* [Qué se necesita]
¿Qué líneas de los elementos siguientes contienen la palabra "railing"? Localízalas y cópialas todas, completas.

* [Filas]
·····
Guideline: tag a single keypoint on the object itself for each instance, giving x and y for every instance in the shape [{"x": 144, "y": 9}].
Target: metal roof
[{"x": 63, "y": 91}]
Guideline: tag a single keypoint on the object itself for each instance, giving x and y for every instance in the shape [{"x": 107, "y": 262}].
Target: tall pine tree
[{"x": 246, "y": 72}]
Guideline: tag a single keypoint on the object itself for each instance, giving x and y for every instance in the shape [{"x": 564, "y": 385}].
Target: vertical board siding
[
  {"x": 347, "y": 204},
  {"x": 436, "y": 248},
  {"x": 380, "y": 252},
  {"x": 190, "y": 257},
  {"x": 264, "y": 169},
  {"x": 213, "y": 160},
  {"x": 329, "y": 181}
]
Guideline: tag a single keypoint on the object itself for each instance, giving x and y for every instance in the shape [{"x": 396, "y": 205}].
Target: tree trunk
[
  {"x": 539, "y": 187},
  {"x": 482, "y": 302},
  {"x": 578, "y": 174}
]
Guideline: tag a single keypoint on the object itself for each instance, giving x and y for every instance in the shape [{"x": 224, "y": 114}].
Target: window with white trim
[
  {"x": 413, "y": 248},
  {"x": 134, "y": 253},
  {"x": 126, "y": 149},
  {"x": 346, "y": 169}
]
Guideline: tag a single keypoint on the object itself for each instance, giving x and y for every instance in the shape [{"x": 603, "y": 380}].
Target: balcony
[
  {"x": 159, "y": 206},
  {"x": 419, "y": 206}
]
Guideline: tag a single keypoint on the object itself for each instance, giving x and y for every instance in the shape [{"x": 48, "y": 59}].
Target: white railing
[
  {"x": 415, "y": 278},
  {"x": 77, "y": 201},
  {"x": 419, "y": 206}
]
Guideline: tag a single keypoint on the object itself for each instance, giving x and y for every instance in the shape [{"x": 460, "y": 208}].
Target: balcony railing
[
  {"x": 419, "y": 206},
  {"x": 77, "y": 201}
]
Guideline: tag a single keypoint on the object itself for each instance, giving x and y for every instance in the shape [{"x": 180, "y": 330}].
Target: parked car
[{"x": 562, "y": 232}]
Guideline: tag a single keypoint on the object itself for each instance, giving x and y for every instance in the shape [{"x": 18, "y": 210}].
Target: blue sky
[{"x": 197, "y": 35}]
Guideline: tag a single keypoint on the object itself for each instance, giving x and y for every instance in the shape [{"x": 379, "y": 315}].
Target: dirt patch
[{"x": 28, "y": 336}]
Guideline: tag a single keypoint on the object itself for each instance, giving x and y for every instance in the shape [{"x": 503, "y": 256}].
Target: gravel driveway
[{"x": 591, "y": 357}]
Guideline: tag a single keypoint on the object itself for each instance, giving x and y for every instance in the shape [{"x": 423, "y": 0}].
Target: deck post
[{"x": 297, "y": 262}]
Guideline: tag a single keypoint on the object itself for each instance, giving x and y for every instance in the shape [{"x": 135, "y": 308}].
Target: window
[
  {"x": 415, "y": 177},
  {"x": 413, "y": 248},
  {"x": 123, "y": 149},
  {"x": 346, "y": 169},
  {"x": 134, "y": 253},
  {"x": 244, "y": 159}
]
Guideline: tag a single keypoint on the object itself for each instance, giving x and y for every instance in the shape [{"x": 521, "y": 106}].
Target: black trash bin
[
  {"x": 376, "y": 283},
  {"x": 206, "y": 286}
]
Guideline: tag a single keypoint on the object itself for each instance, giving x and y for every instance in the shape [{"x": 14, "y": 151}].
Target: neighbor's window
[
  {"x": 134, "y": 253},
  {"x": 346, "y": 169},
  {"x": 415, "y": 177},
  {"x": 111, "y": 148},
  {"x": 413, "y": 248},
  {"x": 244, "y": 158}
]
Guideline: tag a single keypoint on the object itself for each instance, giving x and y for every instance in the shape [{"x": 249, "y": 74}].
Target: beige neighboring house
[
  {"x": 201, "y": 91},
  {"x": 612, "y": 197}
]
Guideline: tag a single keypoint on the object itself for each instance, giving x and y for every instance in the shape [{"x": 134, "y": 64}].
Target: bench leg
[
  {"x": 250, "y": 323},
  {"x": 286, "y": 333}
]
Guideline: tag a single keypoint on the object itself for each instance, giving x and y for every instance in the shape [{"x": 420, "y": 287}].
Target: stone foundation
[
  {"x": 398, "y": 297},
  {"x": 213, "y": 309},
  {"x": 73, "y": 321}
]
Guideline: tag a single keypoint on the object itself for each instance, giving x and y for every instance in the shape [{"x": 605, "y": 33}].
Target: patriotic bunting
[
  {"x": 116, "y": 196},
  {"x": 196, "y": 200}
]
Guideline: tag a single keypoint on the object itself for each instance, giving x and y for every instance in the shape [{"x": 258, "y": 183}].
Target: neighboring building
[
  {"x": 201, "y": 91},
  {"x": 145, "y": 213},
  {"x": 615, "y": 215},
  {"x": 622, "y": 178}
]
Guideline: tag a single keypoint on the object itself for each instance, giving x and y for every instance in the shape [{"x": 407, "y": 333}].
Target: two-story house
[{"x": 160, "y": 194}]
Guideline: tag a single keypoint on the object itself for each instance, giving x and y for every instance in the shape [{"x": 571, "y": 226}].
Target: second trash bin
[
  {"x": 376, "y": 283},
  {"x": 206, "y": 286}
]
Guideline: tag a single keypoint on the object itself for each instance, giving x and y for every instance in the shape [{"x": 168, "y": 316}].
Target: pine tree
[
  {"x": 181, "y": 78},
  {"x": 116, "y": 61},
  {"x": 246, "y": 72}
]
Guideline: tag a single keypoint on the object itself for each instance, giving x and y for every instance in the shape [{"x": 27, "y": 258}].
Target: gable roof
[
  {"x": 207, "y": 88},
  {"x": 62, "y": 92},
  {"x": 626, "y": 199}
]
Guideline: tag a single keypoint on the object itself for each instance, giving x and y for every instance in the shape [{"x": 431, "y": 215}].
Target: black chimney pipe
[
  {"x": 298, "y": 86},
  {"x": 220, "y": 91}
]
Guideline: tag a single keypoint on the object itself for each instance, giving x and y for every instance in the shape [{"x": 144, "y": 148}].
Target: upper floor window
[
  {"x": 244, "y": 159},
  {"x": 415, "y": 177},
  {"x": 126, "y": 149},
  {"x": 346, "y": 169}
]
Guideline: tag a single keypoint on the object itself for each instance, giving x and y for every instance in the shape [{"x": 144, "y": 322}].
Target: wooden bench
·····
* [Respuesta]
Target: white railing
Target: balcony railing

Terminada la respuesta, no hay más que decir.